**What needs to be done:**
Look below for the line containing "[locate] the sunset". Output it and each remaining line of the entries exactly, and nothing else.

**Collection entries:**

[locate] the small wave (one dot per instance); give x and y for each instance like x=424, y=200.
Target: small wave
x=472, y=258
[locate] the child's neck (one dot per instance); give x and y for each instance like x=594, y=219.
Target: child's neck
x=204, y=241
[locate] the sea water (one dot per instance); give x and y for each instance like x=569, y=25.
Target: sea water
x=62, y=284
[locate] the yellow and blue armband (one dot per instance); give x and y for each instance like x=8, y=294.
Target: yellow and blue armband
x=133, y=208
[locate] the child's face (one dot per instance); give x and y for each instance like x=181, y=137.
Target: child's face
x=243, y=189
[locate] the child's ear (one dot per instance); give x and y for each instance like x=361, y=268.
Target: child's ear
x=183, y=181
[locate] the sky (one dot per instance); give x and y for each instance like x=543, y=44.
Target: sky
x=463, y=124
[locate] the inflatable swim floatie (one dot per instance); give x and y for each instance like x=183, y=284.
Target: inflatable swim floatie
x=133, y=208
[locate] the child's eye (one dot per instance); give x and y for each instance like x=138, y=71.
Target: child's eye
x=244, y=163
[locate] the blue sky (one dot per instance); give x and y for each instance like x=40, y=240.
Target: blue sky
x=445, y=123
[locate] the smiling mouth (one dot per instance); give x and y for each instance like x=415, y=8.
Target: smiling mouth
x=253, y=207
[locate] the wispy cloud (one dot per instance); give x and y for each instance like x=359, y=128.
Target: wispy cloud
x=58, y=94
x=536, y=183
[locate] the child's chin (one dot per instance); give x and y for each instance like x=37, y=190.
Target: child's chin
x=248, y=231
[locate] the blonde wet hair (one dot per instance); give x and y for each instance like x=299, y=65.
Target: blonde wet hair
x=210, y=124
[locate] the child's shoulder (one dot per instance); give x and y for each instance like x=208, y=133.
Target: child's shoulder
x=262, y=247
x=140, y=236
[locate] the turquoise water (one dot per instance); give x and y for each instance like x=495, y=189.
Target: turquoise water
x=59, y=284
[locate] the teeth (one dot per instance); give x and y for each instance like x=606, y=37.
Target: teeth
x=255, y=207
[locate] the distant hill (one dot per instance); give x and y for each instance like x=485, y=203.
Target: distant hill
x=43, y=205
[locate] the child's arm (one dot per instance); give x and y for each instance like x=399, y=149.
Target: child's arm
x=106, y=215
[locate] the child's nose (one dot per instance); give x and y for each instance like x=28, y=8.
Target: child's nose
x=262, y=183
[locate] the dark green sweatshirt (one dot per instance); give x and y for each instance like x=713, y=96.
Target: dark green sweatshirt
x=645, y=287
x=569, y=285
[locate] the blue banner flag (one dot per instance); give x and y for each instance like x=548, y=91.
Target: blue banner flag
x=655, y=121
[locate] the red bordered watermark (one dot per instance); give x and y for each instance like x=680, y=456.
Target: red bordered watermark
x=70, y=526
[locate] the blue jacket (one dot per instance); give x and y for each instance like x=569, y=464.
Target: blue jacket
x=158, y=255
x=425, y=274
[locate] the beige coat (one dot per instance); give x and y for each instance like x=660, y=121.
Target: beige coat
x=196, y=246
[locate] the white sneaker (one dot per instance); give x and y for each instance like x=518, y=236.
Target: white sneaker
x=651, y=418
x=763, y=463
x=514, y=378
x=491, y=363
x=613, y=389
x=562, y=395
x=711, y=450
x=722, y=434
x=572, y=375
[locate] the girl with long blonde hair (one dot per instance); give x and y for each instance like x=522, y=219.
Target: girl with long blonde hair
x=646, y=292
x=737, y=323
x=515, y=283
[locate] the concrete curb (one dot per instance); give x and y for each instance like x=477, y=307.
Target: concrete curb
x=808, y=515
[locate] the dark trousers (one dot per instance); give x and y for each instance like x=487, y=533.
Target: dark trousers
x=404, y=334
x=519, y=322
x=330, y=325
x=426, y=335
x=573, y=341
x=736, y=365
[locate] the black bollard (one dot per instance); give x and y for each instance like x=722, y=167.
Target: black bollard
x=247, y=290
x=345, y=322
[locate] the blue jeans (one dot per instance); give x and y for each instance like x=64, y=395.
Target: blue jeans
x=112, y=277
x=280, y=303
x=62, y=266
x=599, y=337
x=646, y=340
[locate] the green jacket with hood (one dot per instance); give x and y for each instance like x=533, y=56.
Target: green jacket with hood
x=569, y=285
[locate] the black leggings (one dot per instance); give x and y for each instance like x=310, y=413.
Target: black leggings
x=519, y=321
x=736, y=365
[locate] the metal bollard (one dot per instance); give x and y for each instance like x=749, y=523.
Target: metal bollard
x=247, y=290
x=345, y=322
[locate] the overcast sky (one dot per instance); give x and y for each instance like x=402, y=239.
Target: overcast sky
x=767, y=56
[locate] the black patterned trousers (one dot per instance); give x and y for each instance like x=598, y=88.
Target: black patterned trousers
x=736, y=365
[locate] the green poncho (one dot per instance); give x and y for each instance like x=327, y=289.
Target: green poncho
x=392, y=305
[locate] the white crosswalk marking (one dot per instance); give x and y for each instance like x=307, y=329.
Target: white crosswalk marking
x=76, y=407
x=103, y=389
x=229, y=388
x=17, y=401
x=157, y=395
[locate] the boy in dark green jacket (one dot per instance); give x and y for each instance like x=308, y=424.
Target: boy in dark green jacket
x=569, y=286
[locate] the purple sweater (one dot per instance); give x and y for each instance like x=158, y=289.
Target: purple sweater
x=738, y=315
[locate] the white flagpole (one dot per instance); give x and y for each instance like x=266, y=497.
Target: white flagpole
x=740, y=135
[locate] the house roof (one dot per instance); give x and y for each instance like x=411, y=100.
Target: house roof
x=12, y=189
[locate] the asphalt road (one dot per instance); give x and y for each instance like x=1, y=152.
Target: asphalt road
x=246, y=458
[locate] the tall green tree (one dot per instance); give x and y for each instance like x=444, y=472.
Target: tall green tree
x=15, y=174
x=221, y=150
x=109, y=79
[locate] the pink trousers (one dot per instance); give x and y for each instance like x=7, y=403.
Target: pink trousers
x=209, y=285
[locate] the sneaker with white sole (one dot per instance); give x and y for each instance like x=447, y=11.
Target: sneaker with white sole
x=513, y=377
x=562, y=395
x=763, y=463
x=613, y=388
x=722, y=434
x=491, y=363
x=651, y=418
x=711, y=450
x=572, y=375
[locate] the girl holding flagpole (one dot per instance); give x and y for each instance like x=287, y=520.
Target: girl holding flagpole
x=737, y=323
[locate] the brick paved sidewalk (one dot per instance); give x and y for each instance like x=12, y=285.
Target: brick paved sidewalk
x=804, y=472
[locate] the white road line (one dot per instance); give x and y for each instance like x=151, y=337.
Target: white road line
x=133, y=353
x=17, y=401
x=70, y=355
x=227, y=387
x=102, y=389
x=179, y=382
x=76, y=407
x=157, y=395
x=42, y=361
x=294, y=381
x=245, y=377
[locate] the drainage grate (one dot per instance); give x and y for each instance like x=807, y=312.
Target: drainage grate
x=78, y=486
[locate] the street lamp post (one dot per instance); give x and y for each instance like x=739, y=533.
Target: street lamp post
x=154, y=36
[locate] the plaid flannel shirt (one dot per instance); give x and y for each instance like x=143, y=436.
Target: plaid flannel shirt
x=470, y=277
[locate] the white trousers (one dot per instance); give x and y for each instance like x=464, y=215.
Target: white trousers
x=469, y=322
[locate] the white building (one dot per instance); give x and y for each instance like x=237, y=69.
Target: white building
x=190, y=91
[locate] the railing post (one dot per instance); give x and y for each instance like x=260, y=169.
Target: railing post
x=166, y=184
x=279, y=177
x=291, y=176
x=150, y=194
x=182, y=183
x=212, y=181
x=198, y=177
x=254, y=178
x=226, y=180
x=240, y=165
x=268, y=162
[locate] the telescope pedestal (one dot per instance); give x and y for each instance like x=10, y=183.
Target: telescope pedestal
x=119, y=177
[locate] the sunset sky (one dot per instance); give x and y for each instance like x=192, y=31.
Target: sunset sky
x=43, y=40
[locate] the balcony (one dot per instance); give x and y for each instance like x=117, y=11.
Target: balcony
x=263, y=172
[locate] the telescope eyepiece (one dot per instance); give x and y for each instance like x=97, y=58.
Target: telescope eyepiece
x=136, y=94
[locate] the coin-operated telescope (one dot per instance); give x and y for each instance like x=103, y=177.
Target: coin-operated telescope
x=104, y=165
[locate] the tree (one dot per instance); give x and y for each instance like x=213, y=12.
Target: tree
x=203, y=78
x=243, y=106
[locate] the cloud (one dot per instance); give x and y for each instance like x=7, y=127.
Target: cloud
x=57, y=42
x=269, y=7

**Reply to the task:**
[locate] the sunset sky (one dot per instance); give x and y for each instance like x=192, y=31.
Target: sunset sky
x=43, y=40
[locate] the balcony (one dot per instance); give x and y for each instance like x=117, y=11.
Target: balcony
x=263, y=172
[locate] the telescope eyepiece (one dot per instance); give x and y for each instance like x=97, y=58.
Target: telescope eyepiece
x=136, y=94
[locate] the coin-operated telescope (one dot per instance); give x and y for each instance like x=103, y=177.
Target: coin-operated telescope
x=104, y=165
[locate] the tree (one dot per instance); give x and y for each instance like x=213, y=12.
Target: tree
x=203, y=78
x=243, y=106
[locate] the cloud (one dot per instance); give x and y for each instance like x=7, y=127.
Target: cloud
x=57, y=42
x=269, y=7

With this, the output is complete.